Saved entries
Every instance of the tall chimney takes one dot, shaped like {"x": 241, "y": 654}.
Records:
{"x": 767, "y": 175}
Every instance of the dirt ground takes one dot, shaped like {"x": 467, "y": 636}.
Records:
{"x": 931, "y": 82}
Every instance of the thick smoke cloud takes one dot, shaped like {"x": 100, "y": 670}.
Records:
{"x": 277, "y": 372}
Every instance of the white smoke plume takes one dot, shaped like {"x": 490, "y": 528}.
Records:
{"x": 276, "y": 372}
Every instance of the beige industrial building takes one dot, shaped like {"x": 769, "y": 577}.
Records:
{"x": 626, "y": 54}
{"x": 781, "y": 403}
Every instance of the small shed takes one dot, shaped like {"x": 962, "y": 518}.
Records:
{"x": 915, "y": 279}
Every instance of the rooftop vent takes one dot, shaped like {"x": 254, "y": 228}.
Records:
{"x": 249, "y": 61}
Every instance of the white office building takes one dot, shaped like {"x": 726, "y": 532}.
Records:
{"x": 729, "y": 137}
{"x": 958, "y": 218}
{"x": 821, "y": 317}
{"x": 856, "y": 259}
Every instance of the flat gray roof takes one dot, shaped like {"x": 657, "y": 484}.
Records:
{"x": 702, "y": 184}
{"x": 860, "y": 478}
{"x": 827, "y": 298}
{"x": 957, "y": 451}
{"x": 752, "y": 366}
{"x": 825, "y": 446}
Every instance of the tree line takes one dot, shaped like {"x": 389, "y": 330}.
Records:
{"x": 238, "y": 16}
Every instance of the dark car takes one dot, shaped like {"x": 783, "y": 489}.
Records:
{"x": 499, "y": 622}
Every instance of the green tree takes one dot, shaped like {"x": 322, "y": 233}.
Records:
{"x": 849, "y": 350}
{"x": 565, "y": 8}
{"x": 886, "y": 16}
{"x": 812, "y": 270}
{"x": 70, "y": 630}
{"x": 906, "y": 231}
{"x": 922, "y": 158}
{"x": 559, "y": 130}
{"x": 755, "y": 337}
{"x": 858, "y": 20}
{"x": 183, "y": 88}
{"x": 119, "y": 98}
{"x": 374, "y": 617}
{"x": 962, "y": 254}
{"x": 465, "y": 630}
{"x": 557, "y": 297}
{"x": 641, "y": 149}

§ WHAT THIS TASK INVOLVES: What you return must match the entries exactly, word for word.

§ ANSWER TO THIS EXERCISE:
Every instance of the tall chimney takes one dot, shaped like {"x": 241, "y": 654}.
Records:
{"x": 767, "y": 175}
Every instance of the dirt ground takes one dot, shaped like {"x": 467, "y": 636}.
Records:
{"x": 931, "y": 82}
Every instance of the thick smoke cloud takes one dot, shaped like {"x": 100, "y": 670}.
Records:
{"x": 277, "y": 372}
Every instance of the white smoke plume takes one dot, shaped like {"x": 490, "y": 528}.
Records:
{"x": 276, "y": 372}
Every instance of the beige industrial building takes one dot, shaped like {"x": 769, "y": 577}.
Records:
{"x": 626, "y": 54}
{"x": 781, "y": 403}
Every instance of the small shed takes one dot, shaped like {"x": 962, "y": 518}.
Records:
{"x": 915, "y": 279}
Every instance of the rooftop vent takes one dot, shaped like {"x": 254, "y": 228}.
Records:
{"x": 249, "y": 61}
Every instance of the white office building takes one dot, shaped like {"x": 726, "y": 532}.
Records:
{"x": 729, "y": 137}
{"x": 958, "y": 218}
{"x": 821, "y": 317}
{"x": 856, "y": 259}
Every instance of the flat gray roof takes one dot, shaped like {"x": 657, "y": 484}.
Records:
{"x": 702, "y": 184}
{"x": 860, "y": 478}
{"x": 827, "y": 298}
{"x": 957, "y": 451}
{"x": 752, "y": 366}
{"x": 825, "y": 446}
Every instance of the tree line takes one dot, shaped like {"x": 389, "y": 330}.
Records:
{"x": 238, "y": 16}
Every instance of the dark car takes one dot, shaped like {"x": 783, "y": 489}.
Records:
{"x": 499, "y": 622}
Every instance of the green tree takes one dot, shaped like {"x": 322, "y": 233}.
Records:
{"x": 849, "y": 350}
{"x": 565, "y": 8}
{"x": 886, "y": 16}
{"x": 812, "y": 270}
{"x": 70, "y": 630}
{"x": 906, "y": 231}
{"x": 922, "y": 158}
{"x": 559, "y": 130}
{"x": 755, "y": 337}
{"x": 858, "y": 20}
{"x": 183, "y": 88}
{"x": 119, "y": 98}
{"x": 374, "y": 617}
{"x": 962, "y": 254}
{"x": 465, "y": 630}
{"x": 557, "y": 297}
{"x": 641, "y": 149}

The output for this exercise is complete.